Could you copy the lines below word for word, leaving out the pictures?

---------------

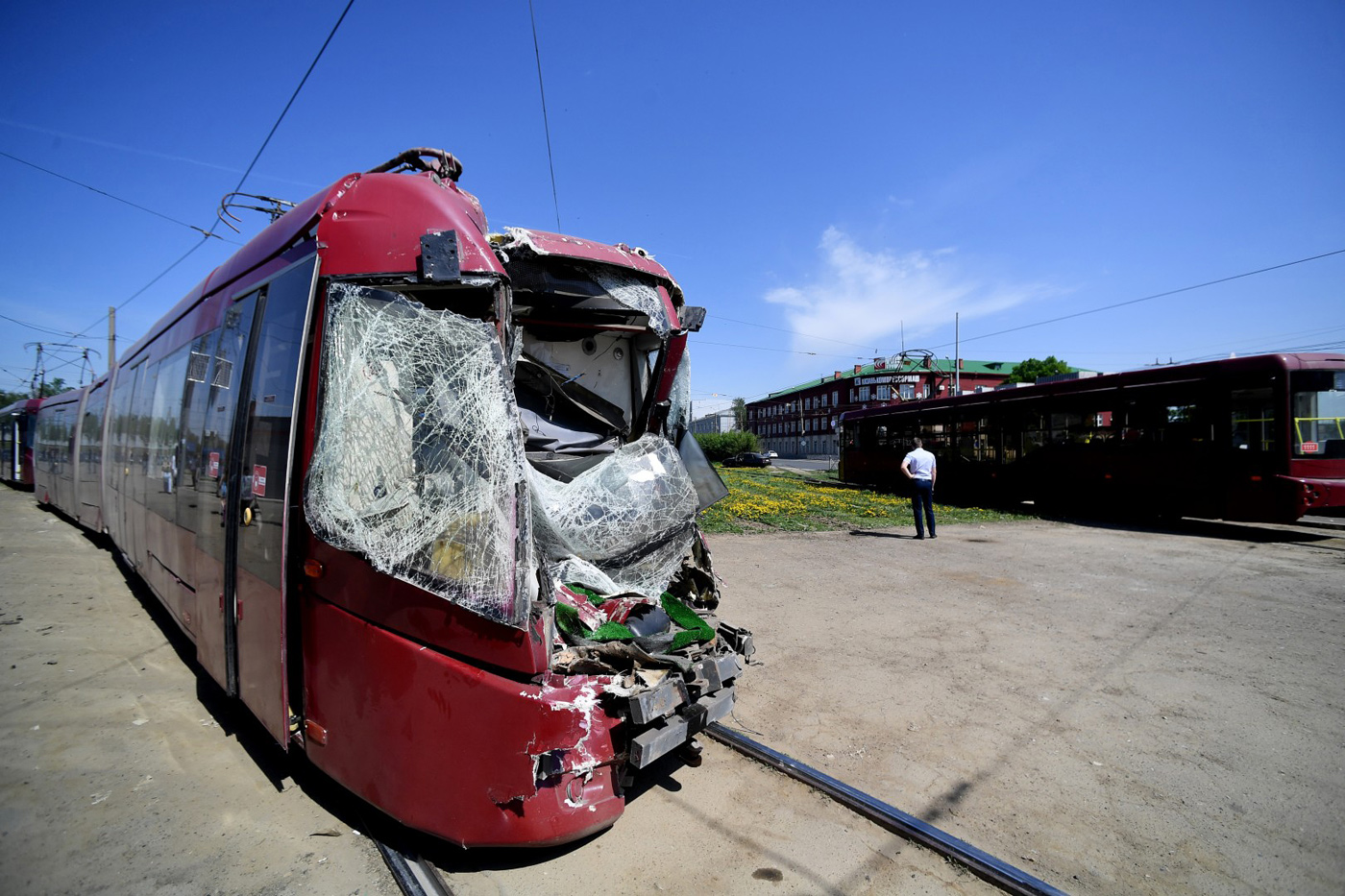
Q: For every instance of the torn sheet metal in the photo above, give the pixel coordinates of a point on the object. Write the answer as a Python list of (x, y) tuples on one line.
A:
[(621, 526), (419, 463)]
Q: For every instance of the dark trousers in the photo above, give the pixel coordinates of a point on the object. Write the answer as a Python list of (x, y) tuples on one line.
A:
[(923, 498)]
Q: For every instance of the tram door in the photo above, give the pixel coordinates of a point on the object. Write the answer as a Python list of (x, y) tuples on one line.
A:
[(245, 650)]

---------------

> _Full solution_:
Q: For every instance of the torn sheet metal in the photo above, give the pixel coordinates of a point on the object. Write the answer as a Python list of (x, y) tuples on one line.
A:
[(621, 526), (419, 463)]
Q: For every instance of the dark trousers in the photo above, give the pixel coordinates of a point on the object. Write the answer as a Python list of (x, y) tuples on one line.
A:
[(923, 498)]
Q: For every instance of the tram door in the photo above, give the pixel coordinates of a point on the object. Write the answer as a Python list of (x, y) tuples on one line.
A:
[(245, 650)]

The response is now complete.